What you should do
Your output should be the entries below, exact in every detail.

Stored records:
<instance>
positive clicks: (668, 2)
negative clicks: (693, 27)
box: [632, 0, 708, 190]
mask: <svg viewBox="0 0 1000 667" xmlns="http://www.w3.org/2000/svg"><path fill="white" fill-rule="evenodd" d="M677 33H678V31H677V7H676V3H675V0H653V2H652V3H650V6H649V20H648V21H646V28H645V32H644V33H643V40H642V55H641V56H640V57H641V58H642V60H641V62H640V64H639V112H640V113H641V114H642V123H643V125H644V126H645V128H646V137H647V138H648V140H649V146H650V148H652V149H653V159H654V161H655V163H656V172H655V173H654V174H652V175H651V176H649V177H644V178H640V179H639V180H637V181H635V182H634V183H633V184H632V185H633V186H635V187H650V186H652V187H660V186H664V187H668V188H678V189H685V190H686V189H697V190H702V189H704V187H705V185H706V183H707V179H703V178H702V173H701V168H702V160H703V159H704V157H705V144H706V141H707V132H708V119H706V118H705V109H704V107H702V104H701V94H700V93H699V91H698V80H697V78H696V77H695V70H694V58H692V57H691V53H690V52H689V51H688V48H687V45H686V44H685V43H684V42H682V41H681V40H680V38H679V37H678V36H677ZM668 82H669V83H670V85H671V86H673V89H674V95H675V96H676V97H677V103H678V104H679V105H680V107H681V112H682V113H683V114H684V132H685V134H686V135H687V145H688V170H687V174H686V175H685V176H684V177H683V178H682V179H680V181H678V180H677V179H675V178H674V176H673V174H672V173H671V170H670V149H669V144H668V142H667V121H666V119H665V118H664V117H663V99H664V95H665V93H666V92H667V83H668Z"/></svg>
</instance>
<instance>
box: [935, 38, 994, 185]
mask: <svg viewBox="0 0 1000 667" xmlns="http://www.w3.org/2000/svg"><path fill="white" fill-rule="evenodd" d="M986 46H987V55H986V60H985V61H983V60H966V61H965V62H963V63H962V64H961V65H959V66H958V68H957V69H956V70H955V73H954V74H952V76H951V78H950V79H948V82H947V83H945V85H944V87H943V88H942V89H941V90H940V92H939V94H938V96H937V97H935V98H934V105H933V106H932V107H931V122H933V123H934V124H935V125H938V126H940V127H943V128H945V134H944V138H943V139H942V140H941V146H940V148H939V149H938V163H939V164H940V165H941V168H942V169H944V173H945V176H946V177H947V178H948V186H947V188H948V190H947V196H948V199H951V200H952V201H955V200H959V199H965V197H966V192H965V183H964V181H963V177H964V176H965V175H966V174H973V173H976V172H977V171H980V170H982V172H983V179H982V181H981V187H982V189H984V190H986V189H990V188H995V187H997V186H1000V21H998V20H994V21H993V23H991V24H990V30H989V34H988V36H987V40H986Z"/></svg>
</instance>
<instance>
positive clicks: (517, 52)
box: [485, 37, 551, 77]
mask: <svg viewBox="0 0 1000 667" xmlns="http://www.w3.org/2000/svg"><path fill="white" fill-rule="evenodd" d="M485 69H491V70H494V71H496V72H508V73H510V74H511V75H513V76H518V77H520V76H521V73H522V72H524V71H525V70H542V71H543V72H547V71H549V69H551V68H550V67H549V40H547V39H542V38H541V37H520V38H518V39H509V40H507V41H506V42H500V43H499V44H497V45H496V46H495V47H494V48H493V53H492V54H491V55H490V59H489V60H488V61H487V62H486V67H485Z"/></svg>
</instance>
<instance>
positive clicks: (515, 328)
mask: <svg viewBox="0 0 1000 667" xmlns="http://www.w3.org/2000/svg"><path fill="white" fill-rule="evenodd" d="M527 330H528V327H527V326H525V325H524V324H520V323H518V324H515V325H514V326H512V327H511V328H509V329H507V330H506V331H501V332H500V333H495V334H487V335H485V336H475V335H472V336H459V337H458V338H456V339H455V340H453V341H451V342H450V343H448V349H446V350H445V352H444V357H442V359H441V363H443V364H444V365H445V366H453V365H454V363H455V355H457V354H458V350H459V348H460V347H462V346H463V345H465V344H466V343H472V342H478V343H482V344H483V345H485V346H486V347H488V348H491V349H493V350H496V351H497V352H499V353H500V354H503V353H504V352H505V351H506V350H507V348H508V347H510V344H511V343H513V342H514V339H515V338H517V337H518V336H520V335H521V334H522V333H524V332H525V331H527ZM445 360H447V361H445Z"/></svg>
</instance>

Answer to this problem
<instance>
positive clicks: (668, 2)
negative clicks: (693, 27)
box: [632, 0, 708, 190]
mask: <svg viewBox="0 0 1000 667" xmlns="http://www.w3.org/2000/svg"><path fill="white" fill-rule="evenodd" d="M677 33H678V31H677V7H676V3H675V0H653V2H652V3H650V6H649V20H648V21H646V28H645V32H644V33H643V40H642V55H641V56H640V57H641V58H642V60H641V62H640V64H639V112H640V113H641V114H642V123H643V125H644V126H645V128H646V137H647V138H648V140H649V146H650V148H652V149H653V159H654V161H655V163H656V172H655V173H654V174H652V175H651V176H649V177H644V178H640V179H639V180H637V181H635V182H634V183H633V184H632V185H633V186H635V187H650V186H652V187H660V186H664V187H668V188H678V189H685V190H686V189H697V190H702V189H704V187H705V185H706V183H707V179H703V178H702V173H701V168H702V160H703V159H704V157H705V144H706V141H707V132H708V119H706V118H705V109H704V107H702V104H701V94H700V93H699V91H698V80H697V78H696V77H695V70H694V58H692V57H691V53H690V52H689V51H688V48H687V45H686V44H685V43H684V42H682V41H681V40H680V38H679V37H678V36H677ZM668 82H669V83H670V85H671V86H673V89H674V95H675V96H676V97H677V103H678V104H679V105H680V107H681V112H682V113H683V114H684V132H685V134H686V135H687V145H688V170H687V174H686V175H685V176H684V177H683V178H682V179H680V181H678V180H677V179H675V178H674V176H673V174H672V173H671V170H670V149H669V144H668V142H667V121H666V119H665V118H664V117H663V99H664V95H665V93H666V92H667V83H668Z"/></svg>
</instance>
<instance>
box: [935, 38, 994, 185]
mask: <svg viewBox="0 0 1000 667" xmlns="http://www.w3.org/2000/svg"><path fill="white" fill-rule="evenodd" d="M986 46H987V55H986V60H985V61H983V60H966V61H965V62H963V63H962V64H961V65H959V66H958V68H957V69H956V70H955V73H954V74H952V76H951V78H950V79H948V82H947V83H945V85H944V87H943V88H942V89H941V90H940V92H939V94H938V96H937V97H935V98H934V105H933V106H932V107H931V122H933V123H934V124H935V125H938V126H940V127H943V128H945V134H944V138H943V139H942V140H941V146H940V148H939V149H938V163H939V164H940V165H941V168H942V169H944V173H945V176H946V177H947V178H948V186H947V188H948V190H947V196H948V199H951V200H952V201H955V200H959V199H965V197H966V192H965V183H964V181H963V177H964V176H965V175H966V174H973V173H976V172H977V171H980V170H982V172H983V179H982V181H981V187H982V189H984V190H986V189H990V188H995V187H997V186H1000V21H998V20H994V21H993V23H991V24H990V30H989V34H988V36H987V40H986Z"/></svg>
</instance>
<instance>
positive clicks: (517, 52)
box: [485, 37, 551, 77]
mask: <svg viewBox="0 0 1000 667" xmlns="http://www.w3.org/2000/svg"><path fill="white" fill-rule="evenodd" d="M485 69H491V70H494V71H496V72H508V73H510V74H511V75H513V76H518V77H520V76H521V73H522V72H524V71H525V70H542V71H543V72H547V71H549V69H551V68H550V67H549V40H547V39H542V38H541V37H520V38H518V39H509V40H507V41H506V42H500V43H499V44H497V45H496V46H495V47H494V48H493V53H492V54H491V55H490V59H489V60H488V61H487V62H486V67H485Z"/></svg>
</instance>
<instance>
positive clicks: (515, 328)
mask: <svg viewBox="0 0 1000 667" xmlns="http://www.w3.org/2000/svg"><path fill="white" fill-rule="evenodd" d="M527 330H528V327H527V326H525V325H524V324H520V323H518V324H515V325H514V326H512V327H511V328H509V329H507V330H506V331H501V332H500V333H495V334H487V335H485V336H475V335H472V336H459V337H458V338H456V339H455V340H453V341H451V342H450V343H448V349H446V350H445V352H444V357H442V359H441V363H443V364H444V365H445V366H453V365H454V363H455V355H457V354H458V350H459V348H460V347H462V346H463V345H465V344H466V343H472V342H478V343H482V344H483V345H485V346H486V347H488V348H491V349H493V350H496V351H497V352H499V353H500V354H503V353H504V352H505V351H506V350H507V348H508V347H510V344H511V343H513V342H514V339H515V338H517V337H518V336H520V335H521V334H522V333H524V332H525V331H527ZM445 360H447V361H445Z"/></svg>
</instance>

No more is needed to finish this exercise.